** Begin Given data **

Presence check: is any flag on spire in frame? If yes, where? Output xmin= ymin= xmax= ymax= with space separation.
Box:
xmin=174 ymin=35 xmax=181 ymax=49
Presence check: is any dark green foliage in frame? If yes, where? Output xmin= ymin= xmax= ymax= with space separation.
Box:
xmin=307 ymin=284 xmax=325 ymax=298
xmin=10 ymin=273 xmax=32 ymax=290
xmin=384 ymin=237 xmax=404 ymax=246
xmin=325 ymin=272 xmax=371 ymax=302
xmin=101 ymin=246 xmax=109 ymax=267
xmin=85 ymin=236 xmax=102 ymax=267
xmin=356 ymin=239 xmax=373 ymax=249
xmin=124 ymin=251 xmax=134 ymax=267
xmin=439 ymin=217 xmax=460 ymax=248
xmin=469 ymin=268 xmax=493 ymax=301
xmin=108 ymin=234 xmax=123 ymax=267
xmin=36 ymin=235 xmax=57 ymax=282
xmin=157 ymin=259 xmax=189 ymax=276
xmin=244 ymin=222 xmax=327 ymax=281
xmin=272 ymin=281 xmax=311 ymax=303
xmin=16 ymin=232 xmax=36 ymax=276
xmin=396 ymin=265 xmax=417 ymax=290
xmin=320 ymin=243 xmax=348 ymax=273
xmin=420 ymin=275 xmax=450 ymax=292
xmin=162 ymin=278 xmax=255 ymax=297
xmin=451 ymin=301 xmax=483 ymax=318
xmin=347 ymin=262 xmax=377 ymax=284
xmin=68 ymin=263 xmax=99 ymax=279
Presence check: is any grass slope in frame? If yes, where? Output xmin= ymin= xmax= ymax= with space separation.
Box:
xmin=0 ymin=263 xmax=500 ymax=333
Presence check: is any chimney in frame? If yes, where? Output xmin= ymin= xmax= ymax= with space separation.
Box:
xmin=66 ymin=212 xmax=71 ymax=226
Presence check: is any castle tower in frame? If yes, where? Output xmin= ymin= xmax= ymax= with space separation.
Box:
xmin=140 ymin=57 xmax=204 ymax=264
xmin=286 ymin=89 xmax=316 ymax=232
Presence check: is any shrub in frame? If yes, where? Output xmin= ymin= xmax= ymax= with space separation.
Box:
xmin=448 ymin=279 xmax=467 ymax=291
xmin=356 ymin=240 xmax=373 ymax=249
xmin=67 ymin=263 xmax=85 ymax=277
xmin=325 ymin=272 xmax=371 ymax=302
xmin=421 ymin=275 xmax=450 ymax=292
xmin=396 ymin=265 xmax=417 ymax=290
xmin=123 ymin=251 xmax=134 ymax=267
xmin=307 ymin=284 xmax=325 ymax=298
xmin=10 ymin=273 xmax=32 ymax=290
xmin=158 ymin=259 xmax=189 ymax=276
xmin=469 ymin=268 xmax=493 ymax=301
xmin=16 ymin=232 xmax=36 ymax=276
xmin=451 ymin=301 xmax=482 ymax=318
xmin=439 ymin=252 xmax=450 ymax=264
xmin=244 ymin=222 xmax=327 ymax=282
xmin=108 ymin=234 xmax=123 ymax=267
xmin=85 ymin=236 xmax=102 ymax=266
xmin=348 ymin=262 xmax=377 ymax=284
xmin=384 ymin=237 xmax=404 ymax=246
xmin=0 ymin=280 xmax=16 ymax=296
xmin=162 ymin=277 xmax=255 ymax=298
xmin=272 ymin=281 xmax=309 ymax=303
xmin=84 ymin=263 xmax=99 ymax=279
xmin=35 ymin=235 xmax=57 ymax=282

** End Given data **

● **The problem**: Write out the whole listing above as a JSON list of strings, with one string for each line and no blank lines.

● **In response**:
[
  "Presence check: is any flag on spire in frame? If yes, where? Output xmin= ymin= xmax= ymax= with space separation.",
  "Box:",
  "xmin=174 ymin=35 xmax=181 ymax=49",
  "Presence check: is any dark green foliage in frame? If yes, where? Output xmin= ymin= xmax= ymax= with space separation.",
  "Box:",
  "xmin=307 ymin=284 xmax=325 ymax=298",
  "xmin=10 ymin=273 xmax=32 ymax=290",
  "xmin=384 ymin=237 xmax=404 ymax=246",
  "xmin=325 ymin=272 xmax=371 ymax=302",
  "xmin=101 ymin=246 xmax=109 ymax=267",
  "xmin=85 ymin=236 xmax=102 ymax=267",
  "xmin=356 ymin=239 xmax=373 ymax=249",
  "xmin=124 ymin=251 xmax=134 ymax=267",
  "xmin=439 ymin=217 xmax=460 ymax=248",
  "xmin=469 ymin=268 xmax=493 ymax=301",
  "xmin=108 ymin=234 xmax=123 ymax=267",
  "xmin=36 ymin=235 xmax=57 ymax=282",
  "xmin=157 ymin=259 xmax=189 ymax=276",
  "xmin=244 ymin=222 xmax=327 ymax=281",
  "xmin=272 ymin=281 xmax=311 ymax=303",
  "xmin=16 ymin=232 xmax=36 ymax=276",
  "xmin=396 ymin=265 xmax=417 ymax=290",
  "xmin=320 ymin=243 xmax=348 ymax=273",
  "xmin=420 ymin=275 xmax=450 ymax=292",
  "xmin=162 ymin=278 xmax=255 ymax=297",
  "xmin=451 ymin=301 xmax=483 ymax=318",
  "xmin=347 ymin=262 xmax=377 ymax=284",
  "xmin=68 ymin=263 xmax=99 ymax=279",
  "Presence check: is any grass slope in frame? If yes, where? Output xmin= ymin= xmax= ymax= with space separation.",
  "Box:",
  "xmin=0 ymin=263 xmax=500 ymax=333",
  "Presence check: is any chimney in frame? If yes, where? Output xmin= ymin= xmax= ymax= with space separation.",
  "Box:",
  "xmin=66 ymin=212 xmax=71 ymax=226",
  "Presence check: is any castle tower in frame? If yes, where? Output xmin= ymin= xmax= ymax= with space separation.",
  "Box:",
  "xmin=140 ymin=57 xmax=204 ymax=264",
  "xmin=286 ymin=89 xmax=316 ymax=232",
  "Presence check: is any shrub in frame? If yes, where? Output xmin= ymin= xmax= ymax= with space separation.",
  "Box:",
  "xmin=448 ymin=279 xmax=467 ymax=291",
  "xmin=356 ymin=240 xmax=373 ymax=249",
  "xmin=67 ymin=263 xmax=85 ymax=277",
  "xmin=325 ymin=272 xmax=371 ymax=302",
  "xmin=421 ymin=275 xmax=450 ymax=292",
  "xmin=396 ymin=265 xmax=417 ymax=290",
  "xmin=123 ymin=251 xmax=134 ymax=267",
  "xmin=307 ymin=284 xmax=325 ymax=298",
  "xmin=10 ymin=273 xmax=32 ymax=290",
  "xmin=158 ymin=259 xmax=189 ymax=276",
  "xmin=469 ymin=268 xmax=493 ymax=301",
  "xmin=16 ymin=232 xmax=36 ymax=276",
  "xmin=451 ymin=301 xmax=482 ymax=318",
  "xmin=439 ymin=252 xmax=450 ymax=264",
  "xmin=244 ymin=222 xmax=327 ymax=282",
  "xmin=108 ymin=234 xmax=123 ymax=267",
  "xmin=85 ymin=236 xmax=102 ymax=266",
  "xmin=348 ymin=262 xmax=377 ymax=284",
  "xmin=384 ymin=237 xmax=404 ymax=246",
  "xmin=0 ymin=280 xmax=16 ymax=296",
  "xmin=162 ymin=277 xmax=255 ymax=298",
  "xmin=272 ymin=281 xmax=309 ymax=303",
  "xmin=84 ymin=263 xmax=99 ymax=279",
  "xmin=35 ymin=235 xmax=57 ymax=282"
]